• MATERIAL TO PROCESS:

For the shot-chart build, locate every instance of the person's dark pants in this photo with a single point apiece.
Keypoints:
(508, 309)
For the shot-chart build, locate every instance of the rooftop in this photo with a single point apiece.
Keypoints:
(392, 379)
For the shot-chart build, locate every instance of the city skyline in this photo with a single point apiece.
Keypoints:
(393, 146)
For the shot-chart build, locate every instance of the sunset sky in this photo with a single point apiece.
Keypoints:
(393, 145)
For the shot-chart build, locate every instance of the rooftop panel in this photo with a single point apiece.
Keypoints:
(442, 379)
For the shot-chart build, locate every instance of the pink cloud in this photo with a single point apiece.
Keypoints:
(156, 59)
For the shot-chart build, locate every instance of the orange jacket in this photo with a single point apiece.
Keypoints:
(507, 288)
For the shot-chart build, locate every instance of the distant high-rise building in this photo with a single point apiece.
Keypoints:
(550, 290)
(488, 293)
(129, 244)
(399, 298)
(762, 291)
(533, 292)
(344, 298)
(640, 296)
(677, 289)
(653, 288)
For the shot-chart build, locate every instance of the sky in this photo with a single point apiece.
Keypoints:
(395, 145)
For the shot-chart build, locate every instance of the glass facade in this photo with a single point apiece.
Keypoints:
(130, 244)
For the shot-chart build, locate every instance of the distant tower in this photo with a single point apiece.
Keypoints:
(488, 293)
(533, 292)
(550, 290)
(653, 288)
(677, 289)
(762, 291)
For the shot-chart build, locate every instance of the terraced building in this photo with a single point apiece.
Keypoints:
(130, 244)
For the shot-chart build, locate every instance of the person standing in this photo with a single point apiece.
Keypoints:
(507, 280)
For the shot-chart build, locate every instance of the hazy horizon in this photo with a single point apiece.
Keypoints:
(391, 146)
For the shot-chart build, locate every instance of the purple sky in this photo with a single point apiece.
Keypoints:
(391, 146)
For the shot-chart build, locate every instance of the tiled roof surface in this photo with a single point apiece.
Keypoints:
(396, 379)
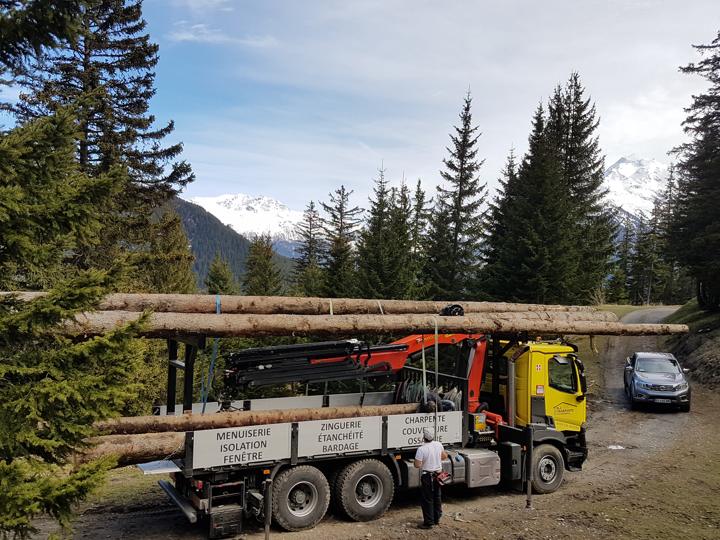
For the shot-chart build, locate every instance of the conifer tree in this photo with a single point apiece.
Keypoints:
(529, 257)
(107, 75)
(456, 223)
(493, 275)
(695, 229)
(220, 279)
(617, 285)
(572, 126)
(307, 273)
(402, 272)
(166, 265)
(108, 72)
(419, 286)
(49, 209)
(643, 277)
(340, 230)
(262, 276)
(55, 389)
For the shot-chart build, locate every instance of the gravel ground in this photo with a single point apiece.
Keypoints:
(663, 482)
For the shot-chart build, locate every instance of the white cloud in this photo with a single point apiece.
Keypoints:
(9, 94)
(648, 123)
(203, 33)
(205, 6)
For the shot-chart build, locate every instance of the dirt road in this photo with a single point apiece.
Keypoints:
(663, 481)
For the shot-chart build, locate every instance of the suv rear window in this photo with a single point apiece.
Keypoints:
(657, 365)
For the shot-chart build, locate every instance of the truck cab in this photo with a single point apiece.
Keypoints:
(549, 386)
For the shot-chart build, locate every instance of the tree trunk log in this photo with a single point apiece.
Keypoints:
(134, 439)
(269, 305)
(192, 422)
(202, 324)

• EXERCISE DESCRIPTION:
Return the entries exactly through the "For the shot-chart build, locate every instance of the orange" line.

• YOUR SOLUTION:
For the shot-chart build, locate every instance of the person's dark pants in this photo with a single point apiece.
Keypoints:
(508, 309)
For the shot-chart build, locate every instance of the rooftop in this photo with a single point apiece.
Keypoints:
(392, 379)
For the shot-chart build, locate every instance of the city skyline in this photo with a single point apiece.
Keypoints:
(393, 146)
For the shot-chart build, locate every instance of the sunset sky in this photo with a single point apiece.
Keypoints:
(393, 145)
For the shot-chart build, locate every instance of the rooftop panel in this photo with a single point apiece.
Keypoints:
(442, 379)
For the shot-chart build, locate every instance of the pink cloud in this photo with a single point apiece.
Keypoints:
(156, 59)
For the shot-chart build, locate every instance of the orange jacket in this photo with a single point apiece.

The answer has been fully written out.